(TASK INSTRUCTIONS):
Transcribe each line of the records below exactly, excluding any embedded images.

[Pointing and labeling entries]
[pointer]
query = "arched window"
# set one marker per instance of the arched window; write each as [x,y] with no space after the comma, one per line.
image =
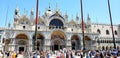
[56,22]
[107,32]
[98,31]
[115,32]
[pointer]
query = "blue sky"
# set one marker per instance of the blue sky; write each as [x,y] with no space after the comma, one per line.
[97,9]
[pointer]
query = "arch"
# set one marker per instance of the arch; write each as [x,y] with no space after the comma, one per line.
[56,22]
[107,32]
[58,33]
[21,36]
[75,42]
[58,40]
[39,41]
[87,38]
[22,42]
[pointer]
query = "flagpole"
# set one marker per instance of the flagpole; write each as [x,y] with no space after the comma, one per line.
[82,27]
[111,24]
[36,23]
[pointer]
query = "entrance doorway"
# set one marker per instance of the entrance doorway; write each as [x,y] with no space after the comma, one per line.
[21,48]
[56,47]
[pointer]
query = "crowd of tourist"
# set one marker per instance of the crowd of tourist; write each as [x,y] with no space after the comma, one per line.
[62,53]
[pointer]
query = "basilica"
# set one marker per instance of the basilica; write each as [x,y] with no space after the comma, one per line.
[56,31]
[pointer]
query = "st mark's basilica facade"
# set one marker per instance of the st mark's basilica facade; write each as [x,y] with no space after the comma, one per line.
[56,31]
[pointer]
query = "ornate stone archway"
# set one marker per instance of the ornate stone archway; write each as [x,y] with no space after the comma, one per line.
[39,41]
[88,43]
[21,42]
[58,40]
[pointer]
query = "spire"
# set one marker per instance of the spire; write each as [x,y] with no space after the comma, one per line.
[16,10]
[88,17]
[56,8]
[32,11]
[49,9]
[77,17]
[66,15]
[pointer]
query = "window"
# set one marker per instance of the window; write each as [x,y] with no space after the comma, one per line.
[71,29]
[107,32]
[98,31]
[115,32]
[23,27]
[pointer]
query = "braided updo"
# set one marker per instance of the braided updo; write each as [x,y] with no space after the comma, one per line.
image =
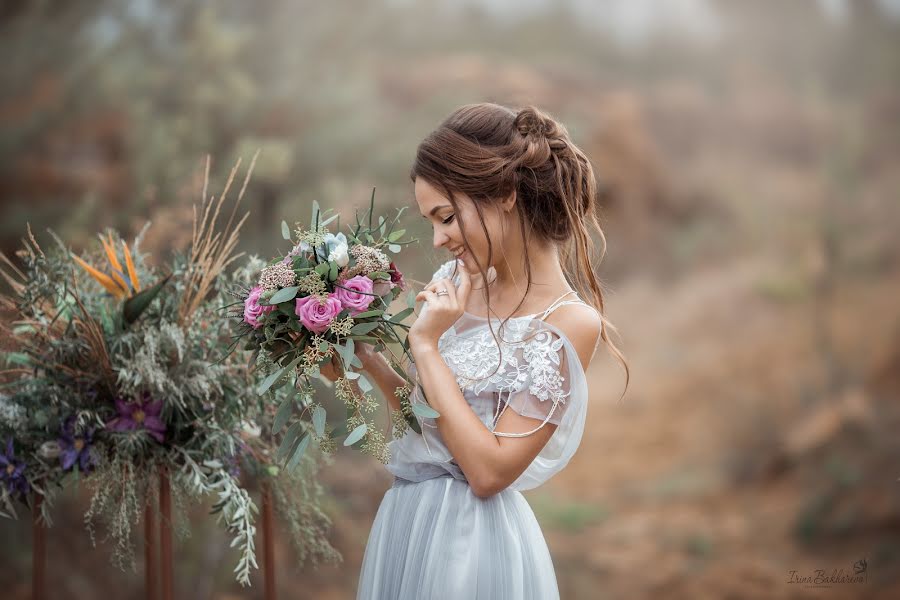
[486,151]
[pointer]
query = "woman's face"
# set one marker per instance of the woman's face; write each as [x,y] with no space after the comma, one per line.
[445,223]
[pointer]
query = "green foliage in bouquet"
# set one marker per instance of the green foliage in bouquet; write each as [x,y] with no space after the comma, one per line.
[311,307]
[112,382]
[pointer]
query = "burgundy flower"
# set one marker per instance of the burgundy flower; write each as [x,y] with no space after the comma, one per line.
[12,471]
[76,447]
[139,415]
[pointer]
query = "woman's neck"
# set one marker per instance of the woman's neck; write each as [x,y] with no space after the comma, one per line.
[508,287]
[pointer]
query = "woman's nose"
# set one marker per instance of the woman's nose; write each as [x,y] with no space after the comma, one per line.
[439,239]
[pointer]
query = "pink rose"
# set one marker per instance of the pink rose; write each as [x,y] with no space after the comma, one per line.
[382,286]
[253,311]
[317,316]
[356,298]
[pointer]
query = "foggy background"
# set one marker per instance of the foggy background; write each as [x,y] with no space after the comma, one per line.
[748,155]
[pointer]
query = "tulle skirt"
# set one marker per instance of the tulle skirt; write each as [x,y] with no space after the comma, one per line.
[436,540]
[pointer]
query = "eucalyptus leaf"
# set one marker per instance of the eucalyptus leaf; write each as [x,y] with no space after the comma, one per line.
[282,415]
[361,328]
[271,379]
[298,453]
[319,417]
[287,442]
[398,318]
[356,434]
[283,295]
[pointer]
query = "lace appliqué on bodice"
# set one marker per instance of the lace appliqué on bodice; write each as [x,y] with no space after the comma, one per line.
[520,353]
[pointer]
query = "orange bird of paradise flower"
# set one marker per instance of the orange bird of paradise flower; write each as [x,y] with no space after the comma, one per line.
[114,283]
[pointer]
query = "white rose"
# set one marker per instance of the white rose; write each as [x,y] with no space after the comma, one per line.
[49,450]
[340,255]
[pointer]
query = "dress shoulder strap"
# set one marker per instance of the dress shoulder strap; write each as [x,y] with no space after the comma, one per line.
[556,304]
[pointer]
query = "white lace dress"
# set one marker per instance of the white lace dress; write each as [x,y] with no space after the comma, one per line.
[433,538]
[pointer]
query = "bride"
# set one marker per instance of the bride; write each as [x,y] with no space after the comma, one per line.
[500,350]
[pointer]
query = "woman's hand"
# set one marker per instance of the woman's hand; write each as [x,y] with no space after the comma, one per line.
[443,311]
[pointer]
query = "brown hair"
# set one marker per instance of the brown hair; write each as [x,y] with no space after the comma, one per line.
[486,151]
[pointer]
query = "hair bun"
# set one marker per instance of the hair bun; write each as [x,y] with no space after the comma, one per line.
[530,121]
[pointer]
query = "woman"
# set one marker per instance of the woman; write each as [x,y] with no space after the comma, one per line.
[500,349]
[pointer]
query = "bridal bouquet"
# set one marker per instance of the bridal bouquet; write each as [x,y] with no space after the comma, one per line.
[309,308]
[118,372]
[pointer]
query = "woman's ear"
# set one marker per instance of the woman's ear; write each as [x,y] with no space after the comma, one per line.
[509,202]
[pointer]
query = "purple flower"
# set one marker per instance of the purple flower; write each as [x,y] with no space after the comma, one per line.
[139,415]
[75,447]
[13,471]
[355,294]
[253,310]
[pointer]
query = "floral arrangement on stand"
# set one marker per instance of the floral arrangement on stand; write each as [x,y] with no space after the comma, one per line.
[119,373]
[310,307]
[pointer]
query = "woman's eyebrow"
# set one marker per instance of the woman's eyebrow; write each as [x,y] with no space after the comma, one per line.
[435,209]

(TASK ANSWER):
[pointer]
query = "arched window"
# set one marker per instance of the arched window; write each as [x,y] with no space after the comma, one per line.
image =
[56,22]
[107,32]
[98,31]
[115,32]
[pointer]
query = "blue sky"
# set one marker per instance of the blue sky; write each as [x,y] with no space after the comma, one per line.
[97,9]
[pointer]
query = "arch"
# set one marker per instance of the arch; write each as [x,y] with no space after the comma, one per line.
[56,22]
[107,32]
[58,33]
[21,36]
[75,42]
[58,40]
[39,41]
[87,38]
[22,42]
[pointer]
query = "flagpole"
# set one marker per instance of the flagpole; write each as [x,y] with no space after the comma, one per line.
[82,27]
[111,24]
[36,23]
[pointer]
query = "entrance doorway"
# set one marker per instance of the entrance doorway; write each as [x,y] with no space after the comma, one per line.
[21,48]
[56,47]
[pointer]
query = "crowd of tourist"
# set one marker per instance of the crowd of tourist; write each as [x,y] with no space after the comma, one per line.
[62,53]
[pointer]
query = "basilica"
# set one marker per instance of the basilica; write each as [x,y] with no space after the comma, one per line.
[56,31]
[pointer]
query = "st mark's basilica facade"
# set one marker per instance of the st mark's basilica facade; write each as [x,y] with no space after the comma, one per line.
[56,31]
[pointer]
query = "ornate stone archway"
# set one marker per instance of the ornate stone archway; write each as [x,y] with no space after the comma, one per line.
[39,41]
[88,43]
[21,42]
[58,40]
[pointer]
query = "spire"
# set one marker per instance of the spire; write each as [x,y] with no space after the comma, one per line.
[16,10]
[88,17]
[56,8]
[32,11]
[49,9]
[77,17]
[66,15]
[pointer]
query = "window"
# set one marker per instance of the window; write each as [x,y] with no space after the comma, one per line.
[71,29]
[107,32]
[98,31]
[115,32]
[23,27]
[pointer]
query = "braided updo"
# set one marker per instance of the braided updo; write each as [x,y] with no space after the comma, one per line.
image =
[486,151]
[pointer]
query = "woman's face"
# set one marker per instance of the woman's face; write each as [x,y] with no space after the comma, one per line.
[445,223]
[pointer]
query = "green foliage in bouquet"
# set one marker per instance of the green foliage in bouquet; write each as [x,y] with no space after the comma, one per line.
[311,307]
[112,382]
[pointer]
query = "burgundy flower"
# set one marker per instance of the burgundy flower; write each as [x,y] with no space after the comma, one per line.
[12,471]
[76,447]
[139,415]
[pointer]
query = "woman's neck"
# set one marker per instance of the woman's neck; write each as [x,y] with no space after the comma, one per line.
[508,287]
[pointer]
query = "woman's nose"
# set one marker per instance of the woman's nose; write each as [x,y] with no space after the comma, one per line.
[439,239]
[pointer]
query = "pink rose"
# set one marker per instance of the pink rose; write each as [x,y] with no space after the comma, one per line.
[382,286]
[253,311]
[317,316]
[356,298]
[pointer]
query = "foggy background"
# set one marker per instance of the foggy background; write each as [x,y] with no space after the comma, one per line.
[748,155]
[pointer]
query = "tulle skirt"
# set one marker per instance of the tulle skirt; write each as [x,y] with no space after the comma, one per line.
[436,540]
[pointer]
query = "eucalyptus leaf"
# set one marker per instance of the eucalyptus leaf; write each as [x,y] with no space after the comma, one per line.
[282,415]
[361,328]
[271,379]
[298,453]
[319,417]
[287,442]
[398,318]
[356,434]
[283,295]
[pointer]
query = "lace appliqué on bodice"
# set one marker per instance of the lace appliqué on bodice; write each as [x,y] with no space after the comma, one per line.
[520,353]
[pointer]
query = "orange bird of paradise flower"
# set one marker per instance of the orange bird of paradise flower; write each as [x,y] with no space after the comma, one per line.
[114,283]
[pointer]
query = "white rose"
# set one marker per instance of the white rose; write each as [x,y] with no space after the comma, one per line.
[49,450]
[340,255]
[pointer]
query = "dress shoulder strap"
# set one marker per instance of the dress shoulder strap; write each as [x,y] with no space after the comma, one per line.
[556,304]
[pointer]
query = "white lace dress"
# set one marker per instance of the white lace dress; write each as [x,y] with no space after the comma, one per line.
[433,538]
[pointer]
query = "bride"
# set one marker per instance of the bride; write each as [x,y] with no space after the comma, one per line.
[500,350]
[pointer]
query = "woman's hand"
# set one marker per instance of the woman's hand; write each as [x,y] with no space after the comma, one per line.
[443,311]
[pointer]
query = "brown hair"
# set one marker per instance of the brown hair; write each as [x,y] with no space after the comma, one per line.
[486,151]
[pointer]
query = "hair bun"
# set one marker per instance of the hair bun; write each as [x,y] with no space after the comma, one per line.
[530,121]
[pointer]
query = "woman"
# set one marker per instance of the woman; write each as [x,y] with no space after the comma, one per line.
[500,349]
[pointer]
query = "bridal bouquet"
# set one marker per instance of the bridal bouquet; write each as [x,y] with no space after the comma, one per line.
[309,308]
[118,372]
[pointer]
query = "woman's ear"
# set one marker per instance of the woman's ear; write each as [x,y] with no space after the comma, one per line.
[509,202]
[pointer]
query = "purple flower"
# set one marker per instance of the purple flower; write each as [x,y] with no space after the comma, one per line.
[139,415]
[75,447]
[13,471]
[355,294]
[253,310]
[pointer]
query = "floral arrangement on stand"
# set one marker per instance of the floral arrangement on stand; write each as [x,y] with no space after the comma, one per line.
[119,373]
[310,307]
[pointer]
query = "woman's eyebrow"
# set one marker per instance of the woman's eyebrow; write each as [x,y] with no space after the comma, one per line.
[435,209]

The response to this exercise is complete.